→ **WORK ITEM A**: According to the text on synaptic vesicle fusion below, which SNARE protein is a transmembrane vesicle protein?
→ **WORK ITEM B**: Continue the text on synaptic vesicle fusion below from its final line, keeping its question-and-answer format.

→ **PAGE TEXT**:
--- --- ---

Synaptotagmin are vesicle-resident calcium sensors. There are several variants of synaptotagmin. There’s one variant that has a high affinity for calcium due to two binding domains for calcium. Name the synaptotagmin variant and its two binding domains.

Answer 22

Synaptotagmin 1 (Syt1) → C₂A and C₂B

Question 23

What happens when calcium binds to synaptotagmin1 with C₂A and C₂B?

Answer 23

After binding of calcium, C₂A and C₂B get a very high affinity for lipid membranes. It then pulls the vesicle closer to the plasma membrane, as depicted in the picture.

Question 24

Synaptotagmin isn’t enough for vesicle (or membrane) fusion. What proteins are imported and how are they important?

Answer 24

SNARE proteins → synaptobrevin (transmembrane vesicle protein), SNAP-25 and syntaxin (transmembrane proteins in plasma membrane).

They form a really tight coil that pulls the synaptic vesicle- and plasma membrane together.

Question 25

What is the function of toxines tetanus and botulinum?

--- --- ---

→ **MATERIAL PROVIDED**:
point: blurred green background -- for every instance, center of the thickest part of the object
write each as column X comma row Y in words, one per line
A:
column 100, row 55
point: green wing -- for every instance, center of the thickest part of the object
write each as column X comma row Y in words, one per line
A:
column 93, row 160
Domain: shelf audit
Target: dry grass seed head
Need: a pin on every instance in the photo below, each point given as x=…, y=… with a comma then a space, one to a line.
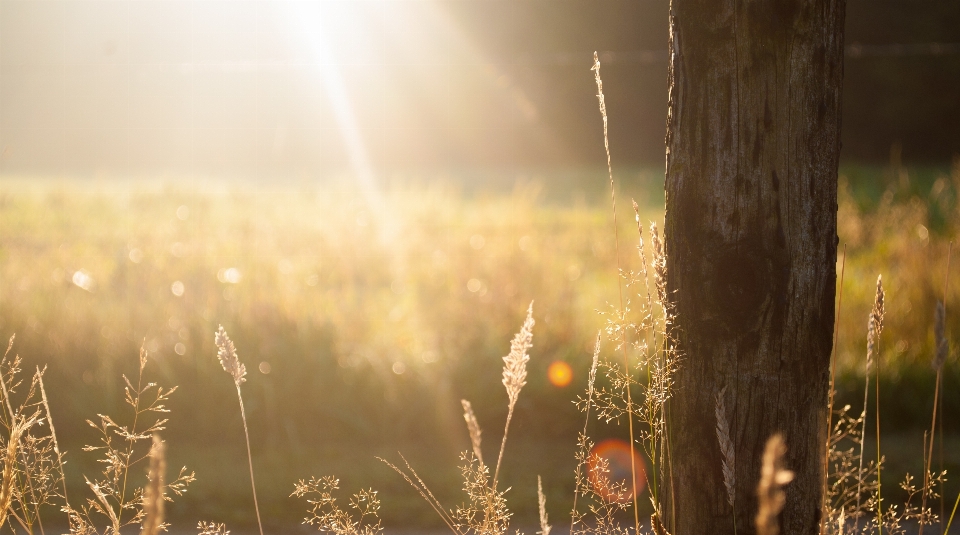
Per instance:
x=7, y=486
x=542, y=503
x=227, y=354
x=515, y=364
x=878, y=309
x=153, y=497
x=773, y=476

--- --- ---

→ **TASK RESULT A**: Synaptobrevin

→ **TASK RESULT B**:
Answer 25

They specifically cleave SNARE-proteins → it prevents fusion

Question 26

Explain the steps of synaptic vesicle fusion.

Answer 26

1. Vesicle docking
2. Entering calcium binds to synaptotagmin
3. SNARE complexes form to pull membranes together
4. Calcium-bound synaptotagmin catalyzes membrane fusion by binding to SNAREs and the plasma membrane

Question 27

Explain the steps of vesicle docking (priming).

Answer 27

1. Tetherin protein help recruit the SV to the plasma membrane
2. Priming proteins RIM, Munc13 and Rac proteins go into complex with each other. This complex helps align synaptic vesicles with the calcium channels, so that when calcium is released synaptotagmin can rapidly respond to the calcium influx.

Question 28

Synaptic vesicle transport from soma to synapse reaches speeds of 5 to 40 cm per day. What does this say?

Answer 28

That the supply of vesicles via synaptic transport (walking over microtubuli) is not enough to maintain efficient synaptic transmission.

Question 29

What solution is there for the fact that synaptic vesicle transport is not sufficient to maintain efficient synaptic transmission?

Answer 29

Local recycling of synaptic vesicles.

Question 30

What evidence was found for local recycling of synaptic vesicles?

(Don’t know if you should learn this by heart)

Answer 30

Researchers bathed a neuron in a bath with horseradisch peroxidase (HRP). They then stimulated the presynaptic terminal to release their vesicles. If there’s local recycling of synaptic vesicles, there also should be a little HRP inside the recycled vesicles.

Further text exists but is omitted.